*REQUIRED TASKS*:
A – In the forum thread, which Bible verse does kiyote quote?
B – Copy out, word for word, everything in the listing from the line containing "Each instance gets a single point. Label the white pole" down to the end of the listing.

*EXCERPT*:
Thats how they have gotten control. They let the idiots have what they want and and slowly take away freedoms !! Offer them free food and insurance or a job to support theirselves and they will take the free stuff every time !!!! I blame it all on PARENTS not being in touch with what is beibg taught.


----------



## kiyote (Jun 15, 2014)

yes, I blame it on parents.I also blame it on christians for remaining silent and fearfull to speak out.

ther are few who like what I have to say, but at least I am not afraid to say it.


----------



## kiyote (Jun 15, 2014)

Short said:


> I'm not religious. I don't look down on anyone who is religious but everyone who is religious will most certainly looks down on me because I am a "non believer". To each there own. Everyone should have the right to have religious freedom. This country *is* founded on the belief of freedom and worship. Why does it upset you when a certain religious group block off a street for a religious function, how is that effecting you? Plenty of christian and catholic organizations have these types of functions that have certain parks or areas of the city blocked off.
> 
> I also am not religious. I am christian. it is not the same thing. for the record, I do not look down on you. in fact there was A time I probably would have agreed with you .
> 
> ...


----------



## prairiewolf (Feb 19, 2012)

Short, I am not a real religious person either. But when I was a child I did learn morals from the church and my parents. In my mind parents are responsible for their children. To me if a child is doing drugs, stealing or any other activity that is morally wrong, it can usually be brought back to an unsupervised child. Sure you will have some "go bad" but that is another discussion. If parents would be interested in what their kids are learning and be a part of it, a lot of the crap that is around now would not have been aloud to happen. But now these children are the parents and it will only get worse. If you teach crap what else you do expect !


----------



## kiyote (Jun 15, 2014)

short wrote

"Blame the parents" you say. I knew plenty of kids when I was in school who's parents were bible thumpin, hard chargin christians, and their kids were dope smokin hooligans that put on a good show every sunday when they went to church, but were a sexual sinner the rest of the week. How can you blame the parents for kids having a mind of their own? They are more influenced by the media then ever before. Every kid has some technology in their grasp to connect them to the world's darkest problems and they feed on that. As parents, all you can do is try to lead them to be good kids. The rest is up to them, what path they choose.

I cannot say exactly why this happens in every case.

but I will speculate on a couple possible causes.

1 parents lack of involvement.

2 child rebels because they have observed hypocrisy in parents lives.

Proverbs 22:6English Standard Version (ESV)

6 Train up a child in the way he should go;
even when he is old he will not depart from it.


----------



## kiyote (Jun 15, 2014)

Data entries:
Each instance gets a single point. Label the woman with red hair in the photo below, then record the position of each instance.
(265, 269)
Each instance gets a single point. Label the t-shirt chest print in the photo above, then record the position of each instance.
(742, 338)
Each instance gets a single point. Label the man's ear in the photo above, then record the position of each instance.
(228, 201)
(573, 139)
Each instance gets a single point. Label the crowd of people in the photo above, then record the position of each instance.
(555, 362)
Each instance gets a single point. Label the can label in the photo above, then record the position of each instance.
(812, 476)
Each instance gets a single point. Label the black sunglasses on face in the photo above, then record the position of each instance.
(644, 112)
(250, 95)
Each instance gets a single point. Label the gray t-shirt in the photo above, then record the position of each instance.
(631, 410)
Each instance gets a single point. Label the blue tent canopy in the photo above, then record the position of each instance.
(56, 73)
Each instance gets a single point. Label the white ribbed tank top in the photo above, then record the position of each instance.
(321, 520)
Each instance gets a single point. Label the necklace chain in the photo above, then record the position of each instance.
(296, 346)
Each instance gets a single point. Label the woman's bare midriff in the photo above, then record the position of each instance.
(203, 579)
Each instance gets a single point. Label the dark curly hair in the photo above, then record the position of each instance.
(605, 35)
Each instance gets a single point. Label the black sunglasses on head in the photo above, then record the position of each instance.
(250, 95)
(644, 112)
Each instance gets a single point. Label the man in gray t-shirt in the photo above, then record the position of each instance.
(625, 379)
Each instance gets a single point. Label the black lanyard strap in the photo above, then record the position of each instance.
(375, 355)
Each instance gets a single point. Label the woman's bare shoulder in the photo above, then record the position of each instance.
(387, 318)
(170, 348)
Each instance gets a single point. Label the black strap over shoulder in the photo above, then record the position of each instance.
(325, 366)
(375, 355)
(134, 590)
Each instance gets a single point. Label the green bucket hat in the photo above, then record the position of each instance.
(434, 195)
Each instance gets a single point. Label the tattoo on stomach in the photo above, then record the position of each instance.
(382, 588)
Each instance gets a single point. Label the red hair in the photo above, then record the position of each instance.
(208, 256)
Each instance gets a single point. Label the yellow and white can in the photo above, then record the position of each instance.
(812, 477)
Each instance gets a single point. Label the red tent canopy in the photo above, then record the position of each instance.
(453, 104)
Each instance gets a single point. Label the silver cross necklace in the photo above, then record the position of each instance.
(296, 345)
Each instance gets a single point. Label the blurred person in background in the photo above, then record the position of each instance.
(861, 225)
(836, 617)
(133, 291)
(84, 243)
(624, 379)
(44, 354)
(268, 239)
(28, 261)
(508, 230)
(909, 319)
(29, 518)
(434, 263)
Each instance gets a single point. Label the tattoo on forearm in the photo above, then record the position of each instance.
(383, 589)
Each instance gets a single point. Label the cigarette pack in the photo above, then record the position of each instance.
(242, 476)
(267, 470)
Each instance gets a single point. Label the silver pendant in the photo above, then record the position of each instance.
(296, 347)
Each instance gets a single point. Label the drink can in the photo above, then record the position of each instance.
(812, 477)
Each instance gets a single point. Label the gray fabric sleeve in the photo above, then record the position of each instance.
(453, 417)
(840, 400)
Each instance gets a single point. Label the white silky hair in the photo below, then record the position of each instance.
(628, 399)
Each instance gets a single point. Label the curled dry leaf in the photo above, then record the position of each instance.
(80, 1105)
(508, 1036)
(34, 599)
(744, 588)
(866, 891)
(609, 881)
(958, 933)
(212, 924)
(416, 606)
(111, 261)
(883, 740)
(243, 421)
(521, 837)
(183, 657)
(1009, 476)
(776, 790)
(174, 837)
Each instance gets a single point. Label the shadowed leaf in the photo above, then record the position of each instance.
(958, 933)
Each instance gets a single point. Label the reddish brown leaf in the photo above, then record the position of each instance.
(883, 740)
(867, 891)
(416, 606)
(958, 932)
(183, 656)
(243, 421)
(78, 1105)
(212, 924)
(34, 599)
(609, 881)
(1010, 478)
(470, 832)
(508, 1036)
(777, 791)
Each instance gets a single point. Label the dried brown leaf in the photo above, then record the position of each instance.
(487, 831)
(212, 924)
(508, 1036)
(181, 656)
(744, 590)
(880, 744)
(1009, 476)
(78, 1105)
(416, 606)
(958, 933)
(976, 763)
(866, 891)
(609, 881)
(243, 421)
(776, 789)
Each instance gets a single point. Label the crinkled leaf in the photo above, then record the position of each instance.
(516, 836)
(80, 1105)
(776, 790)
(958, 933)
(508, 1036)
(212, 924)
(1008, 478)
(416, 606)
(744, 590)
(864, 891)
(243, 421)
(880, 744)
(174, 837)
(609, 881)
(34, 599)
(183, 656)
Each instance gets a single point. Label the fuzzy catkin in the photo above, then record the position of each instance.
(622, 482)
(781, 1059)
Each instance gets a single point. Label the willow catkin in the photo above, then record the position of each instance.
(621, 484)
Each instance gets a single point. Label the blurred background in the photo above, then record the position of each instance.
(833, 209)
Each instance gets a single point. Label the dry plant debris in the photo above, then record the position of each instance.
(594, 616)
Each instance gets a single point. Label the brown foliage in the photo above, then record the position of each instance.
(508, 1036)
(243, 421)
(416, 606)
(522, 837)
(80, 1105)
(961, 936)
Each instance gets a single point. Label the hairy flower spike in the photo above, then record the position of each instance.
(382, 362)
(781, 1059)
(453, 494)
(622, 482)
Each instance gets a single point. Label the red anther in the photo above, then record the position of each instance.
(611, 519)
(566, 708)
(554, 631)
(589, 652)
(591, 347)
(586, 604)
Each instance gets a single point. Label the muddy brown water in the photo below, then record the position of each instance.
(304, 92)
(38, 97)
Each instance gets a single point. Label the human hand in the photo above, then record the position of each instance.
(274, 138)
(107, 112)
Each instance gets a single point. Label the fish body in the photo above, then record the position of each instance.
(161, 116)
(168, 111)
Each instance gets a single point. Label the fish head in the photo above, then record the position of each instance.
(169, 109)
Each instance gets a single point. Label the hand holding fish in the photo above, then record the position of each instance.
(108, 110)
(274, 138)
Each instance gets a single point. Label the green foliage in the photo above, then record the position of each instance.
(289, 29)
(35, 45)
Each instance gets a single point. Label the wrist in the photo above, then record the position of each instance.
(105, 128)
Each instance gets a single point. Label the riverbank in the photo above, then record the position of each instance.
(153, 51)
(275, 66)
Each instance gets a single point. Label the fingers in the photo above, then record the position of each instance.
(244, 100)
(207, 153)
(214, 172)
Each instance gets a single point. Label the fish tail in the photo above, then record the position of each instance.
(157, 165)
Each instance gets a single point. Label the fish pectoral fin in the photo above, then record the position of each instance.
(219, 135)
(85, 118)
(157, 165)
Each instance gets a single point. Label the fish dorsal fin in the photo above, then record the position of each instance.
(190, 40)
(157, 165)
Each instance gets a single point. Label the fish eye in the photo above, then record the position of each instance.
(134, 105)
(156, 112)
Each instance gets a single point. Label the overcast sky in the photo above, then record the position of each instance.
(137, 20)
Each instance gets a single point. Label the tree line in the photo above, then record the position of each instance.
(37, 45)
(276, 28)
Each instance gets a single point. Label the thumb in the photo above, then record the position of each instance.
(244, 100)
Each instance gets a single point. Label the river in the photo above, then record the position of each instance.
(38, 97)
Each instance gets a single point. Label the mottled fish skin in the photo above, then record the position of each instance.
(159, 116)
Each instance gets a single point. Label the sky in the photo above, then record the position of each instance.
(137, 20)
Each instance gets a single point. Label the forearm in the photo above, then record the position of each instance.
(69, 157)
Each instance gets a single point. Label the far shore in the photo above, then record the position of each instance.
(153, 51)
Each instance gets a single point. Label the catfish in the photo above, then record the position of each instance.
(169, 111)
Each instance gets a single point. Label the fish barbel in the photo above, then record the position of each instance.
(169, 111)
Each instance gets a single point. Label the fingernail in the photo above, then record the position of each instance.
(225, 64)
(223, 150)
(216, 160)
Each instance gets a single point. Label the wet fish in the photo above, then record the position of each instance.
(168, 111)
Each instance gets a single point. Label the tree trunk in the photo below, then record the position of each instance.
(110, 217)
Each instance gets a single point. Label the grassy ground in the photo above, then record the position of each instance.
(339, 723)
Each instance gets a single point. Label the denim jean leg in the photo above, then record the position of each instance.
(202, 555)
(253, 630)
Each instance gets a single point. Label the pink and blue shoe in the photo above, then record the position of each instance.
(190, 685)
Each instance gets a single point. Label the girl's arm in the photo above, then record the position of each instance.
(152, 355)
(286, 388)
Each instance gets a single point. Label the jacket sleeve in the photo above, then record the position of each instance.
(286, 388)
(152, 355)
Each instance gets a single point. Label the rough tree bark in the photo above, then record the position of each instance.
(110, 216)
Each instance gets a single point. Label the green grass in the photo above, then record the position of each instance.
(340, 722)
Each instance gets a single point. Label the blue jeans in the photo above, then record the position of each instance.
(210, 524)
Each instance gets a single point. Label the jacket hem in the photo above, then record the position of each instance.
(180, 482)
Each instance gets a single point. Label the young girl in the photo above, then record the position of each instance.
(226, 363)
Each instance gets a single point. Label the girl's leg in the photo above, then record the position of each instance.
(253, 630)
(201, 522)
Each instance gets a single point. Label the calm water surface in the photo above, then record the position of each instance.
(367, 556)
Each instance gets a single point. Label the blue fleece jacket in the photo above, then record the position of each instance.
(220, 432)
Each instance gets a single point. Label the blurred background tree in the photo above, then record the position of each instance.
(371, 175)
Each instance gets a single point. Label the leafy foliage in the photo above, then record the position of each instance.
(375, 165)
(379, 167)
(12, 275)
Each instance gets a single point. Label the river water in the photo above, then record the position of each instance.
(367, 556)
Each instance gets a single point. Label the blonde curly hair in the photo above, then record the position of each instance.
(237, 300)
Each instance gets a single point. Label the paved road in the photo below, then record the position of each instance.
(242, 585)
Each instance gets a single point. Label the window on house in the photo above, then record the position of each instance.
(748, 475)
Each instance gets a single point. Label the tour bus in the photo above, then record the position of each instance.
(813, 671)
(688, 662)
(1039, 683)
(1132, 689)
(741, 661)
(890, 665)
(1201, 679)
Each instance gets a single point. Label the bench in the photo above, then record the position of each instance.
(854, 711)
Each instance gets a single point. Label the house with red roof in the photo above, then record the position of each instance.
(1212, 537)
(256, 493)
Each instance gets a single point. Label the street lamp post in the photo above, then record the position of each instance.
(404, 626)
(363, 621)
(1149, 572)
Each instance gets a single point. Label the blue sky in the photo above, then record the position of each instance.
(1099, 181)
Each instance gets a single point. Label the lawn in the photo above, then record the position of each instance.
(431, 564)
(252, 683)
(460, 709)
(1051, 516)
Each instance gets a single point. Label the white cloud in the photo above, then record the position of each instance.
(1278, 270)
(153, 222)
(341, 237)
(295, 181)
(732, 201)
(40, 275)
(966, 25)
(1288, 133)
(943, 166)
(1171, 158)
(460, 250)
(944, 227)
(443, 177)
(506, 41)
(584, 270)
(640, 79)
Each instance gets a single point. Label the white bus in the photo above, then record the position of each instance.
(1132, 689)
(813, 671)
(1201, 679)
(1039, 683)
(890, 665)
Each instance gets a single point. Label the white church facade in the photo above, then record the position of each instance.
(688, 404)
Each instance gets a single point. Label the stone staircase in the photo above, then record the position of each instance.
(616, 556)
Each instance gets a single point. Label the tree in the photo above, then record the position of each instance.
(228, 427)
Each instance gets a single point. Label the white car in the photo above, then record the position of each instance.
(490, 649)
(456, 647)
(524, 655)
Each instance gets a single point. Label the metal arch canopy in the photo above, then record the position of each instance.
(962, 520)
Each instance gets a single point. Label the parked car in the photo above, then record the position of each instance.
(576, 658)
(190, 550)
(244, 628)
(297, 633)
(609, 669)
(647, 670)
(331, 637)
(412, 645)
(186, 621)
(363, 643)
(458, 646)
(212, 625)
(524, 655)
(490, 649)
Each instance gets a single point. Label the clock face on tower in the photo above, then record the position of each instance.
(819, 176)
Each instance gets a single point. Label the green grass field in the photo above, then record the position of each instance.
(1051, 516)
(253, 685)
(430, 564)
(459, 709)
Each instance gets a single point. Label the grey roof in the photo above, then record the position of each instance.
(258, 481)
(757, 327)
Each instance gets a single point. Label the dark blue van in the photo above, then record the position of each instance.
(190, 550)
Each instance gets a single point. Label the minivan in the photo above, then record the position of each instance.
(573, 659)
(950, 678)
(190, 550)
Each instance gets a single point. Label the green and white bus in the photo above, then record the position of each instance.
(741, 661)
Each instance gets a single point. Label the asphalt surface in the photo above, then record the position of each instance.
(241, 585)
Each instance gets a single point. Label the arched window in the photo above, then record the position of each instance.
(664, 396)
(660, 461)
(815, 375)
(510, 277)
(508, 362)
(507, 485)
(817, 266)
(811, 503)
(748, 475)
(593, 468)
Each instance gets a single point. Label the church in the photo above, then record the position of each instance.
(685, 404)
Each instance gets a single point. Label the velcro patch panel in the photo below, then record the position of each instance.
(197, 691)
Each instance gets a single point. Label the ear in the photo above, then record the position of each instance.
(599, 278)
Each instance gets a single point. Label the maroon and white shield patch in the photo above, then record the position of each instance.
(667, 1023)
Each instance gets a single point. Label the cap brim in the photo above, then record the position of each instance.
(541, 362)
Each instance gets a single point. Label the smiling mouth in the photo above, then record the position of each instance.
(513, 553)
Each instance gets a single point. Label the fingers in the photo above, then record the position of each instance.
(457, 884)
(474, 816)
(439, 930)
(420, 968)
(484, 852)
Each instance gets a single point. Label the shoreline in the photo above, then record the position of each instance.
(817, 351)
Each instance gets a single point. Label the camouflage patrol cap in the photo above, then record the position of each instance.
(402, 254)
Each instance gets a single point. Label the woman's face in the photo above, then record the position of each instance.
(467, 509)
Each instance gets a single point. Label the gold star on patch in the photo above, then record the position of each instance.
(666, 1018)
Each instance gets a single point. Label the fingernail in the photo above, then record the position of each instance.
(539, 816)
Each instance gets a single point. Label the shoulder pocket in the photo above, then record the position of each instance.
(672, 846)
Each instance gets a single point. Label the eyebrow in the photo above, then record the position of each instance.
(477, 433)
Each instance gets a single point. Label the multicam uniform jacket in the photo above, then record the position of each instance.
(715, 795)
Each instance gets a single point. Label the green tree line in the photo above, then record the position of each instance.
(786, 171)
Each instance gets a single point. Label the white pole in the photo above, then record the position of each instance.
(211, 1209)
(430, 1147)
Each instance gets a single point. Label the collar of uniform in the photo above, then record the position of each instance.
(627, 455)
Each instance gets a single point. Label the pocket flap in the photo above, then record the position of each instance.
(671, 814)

*ANSWERS BY TASK*:
A – Proverbs 22:6, English Standard Version (ESV).

B –
Each instance gets a single point. Label the white pole in the photo above, then record the position of each instance.
(211, 1209)
(430, 1147)
Each instance gets a single point. Label the collar of uniform in the photo above, then record the position of each instance.
(627, 455)
Each instance gets a single point. Label the pocket flap in the photo above, then record the position of each instance.
(671, 814)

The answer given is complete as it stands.